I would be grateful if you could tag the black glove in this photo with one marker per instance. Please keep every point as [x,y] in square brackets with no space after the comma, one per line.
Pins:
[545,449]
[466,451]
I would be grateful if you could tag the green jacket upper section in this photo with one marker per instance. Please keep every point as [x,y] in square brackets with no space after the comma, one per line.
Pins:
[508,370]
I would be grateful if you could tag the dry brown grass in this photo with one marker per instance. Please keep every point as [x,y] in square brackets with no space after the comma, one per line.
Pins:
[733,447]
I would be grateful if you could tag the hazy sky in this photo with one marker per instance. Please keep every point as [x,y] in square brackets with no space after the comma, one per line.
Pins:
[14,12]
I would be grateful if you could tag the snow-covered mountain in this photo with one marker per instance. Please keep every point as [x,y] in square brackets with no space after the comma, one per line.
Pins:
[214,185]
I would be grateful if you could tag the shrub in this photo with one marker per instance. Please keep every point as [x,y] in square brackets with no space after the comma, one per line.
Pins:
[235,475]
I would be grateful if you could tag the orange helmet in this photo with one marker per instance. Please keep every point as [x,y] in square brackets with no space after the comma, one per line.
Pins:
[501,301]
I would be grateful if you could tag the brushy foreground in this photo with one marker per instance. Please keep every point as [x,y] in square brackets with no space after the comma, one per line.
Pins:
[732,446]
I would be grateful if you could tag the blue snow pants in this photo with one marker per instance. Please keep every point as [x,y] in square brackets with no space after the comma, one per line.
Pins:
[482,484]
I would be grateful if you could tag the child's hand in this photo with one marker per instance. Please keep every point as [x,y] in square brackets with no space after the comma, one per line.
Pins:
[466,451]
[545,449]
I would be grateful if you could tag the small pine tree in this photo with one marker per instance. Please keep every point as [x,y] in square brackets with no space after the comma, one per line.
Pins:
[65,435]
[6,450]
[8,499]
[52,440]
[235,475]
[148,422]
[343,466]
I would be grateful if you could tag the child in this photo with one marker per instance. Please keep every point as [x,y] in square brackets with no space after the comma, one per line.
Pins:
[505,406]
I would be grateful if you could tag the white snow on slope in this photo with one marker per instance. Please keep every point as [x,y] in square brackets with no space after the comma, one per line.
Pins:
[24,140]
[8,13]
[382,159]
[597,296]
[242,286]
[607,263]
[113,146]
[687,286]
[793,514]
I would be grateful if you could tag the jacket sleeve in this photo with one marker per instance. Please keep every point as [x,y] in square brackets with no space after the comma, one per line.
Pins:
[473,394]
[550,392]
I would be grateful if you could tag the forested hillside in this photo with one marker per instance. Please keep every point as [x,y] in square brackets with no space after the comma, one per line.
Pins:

## Task item
Output the line holding "I would be grateful if you could tag the child's", then every later line through the end of the records above, exactly as given and nothing else.

## Response area
I would be grateful if you could tag the child's hand in this photo with one marker per instance. Please keep every point as [x,y] in square brackets with no space after the comma, one per line.
Pins:
[466,451]
[545,449]
I would be grateful if you could tag the small pine tree in this photo with one marker per instance. Please keep every point as [x,y] in square brackets with no space after the comma, one per line.
Pins:
[65,435]
[6,450]
[8,499]
[52,440]
[235,475]
[148,422]
[343,466]
I would be grateful if you could tag the child in this photo with one marker per instance. Please keep every point as [x,y] in square brackets with no space after the comma, one per line.
Pins:
[505,406]
I would be grateful if you could tag the white snow on slope in this photo with one marker per instance. Please keep every point as [x,y] in square brackets with no space after the comma, one per line.
Pins:
[24,140]
[8,13]
[382,159]
[597,296]
[242,286]
[607,263]
[113,146]
[687,286]
[793,514]
I would be grateful if you could tag the jacket sleeve in this photo with one marker per instance. Please keep every point as [x,y] in square brackets with no space after the comma, one per line.
Pins:
[473,394]
[550,392]
I would be grateful if you could tag the forested hillside in this photo with one marker per instance. Please keep every point as [x,y] in square brackets with no space after the comma, one per line.
Pins:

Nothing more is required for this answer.